> Records shown
※
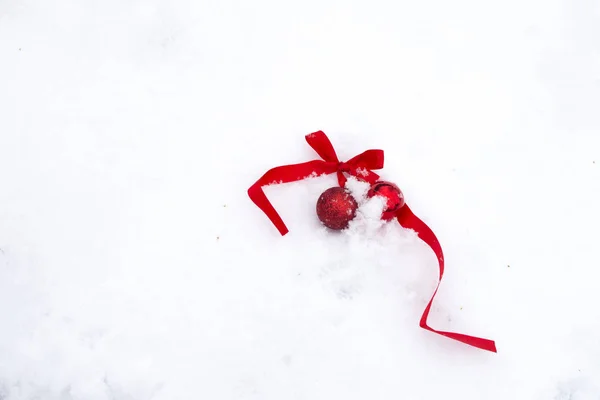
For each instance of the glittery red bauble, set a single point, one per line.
(336, 208)
(392, 194)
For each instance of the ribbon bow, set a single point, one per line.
(359, 166)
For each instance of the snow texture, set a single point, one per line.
(133, 266)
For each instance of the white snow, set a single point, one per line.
(133, 265)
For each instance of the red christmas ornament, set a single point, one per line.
(336, 208)
(392, 194)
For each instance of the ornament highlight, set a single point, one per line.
(336, 208)
(393, 196)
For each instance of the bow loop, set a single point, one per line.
(322, 145)
(359, 166)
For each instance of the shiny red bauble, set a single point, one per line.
(336, 208)
(391, 193)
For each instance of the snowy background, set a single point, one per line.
(133, 266)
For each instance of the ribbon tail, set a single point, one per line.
(284, 174)
(407, 219)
※
> Task statement
All of the entries above should be copied exactly, with the images left out.

> Answer to the exercise
For each instance of the glittery red bauble, set a single point, one per line.
(336, 208)
(392, 194)
For each instance of the ribbon bow, set a single point, one per line.
(359, 166)
For each instance of the snow texture, set a single point, one per line.
(133, 266)
For each instance of the white snow, set a single point, one per line.
(133, 265)
For each instance of the red christmas ornament, set a single point, one per line.
(336, 208)
(392, 194)
For each instance of the ornament highlight, set a single point, one per line.
(336, 208)
(393, 196)
For each instance of the bow loop, set a single point, one per line.
(322, 145)
(359, 166)
For each instance of the shiny red bauble, set a single point, one per line.
(336, 208)
(391, 193)
For each instance of the snowy background, set a single point, one per line.
(133, 266)
For each instance of the ribbon tail, set a single point, one per line.
(284, 174)
(407, 219)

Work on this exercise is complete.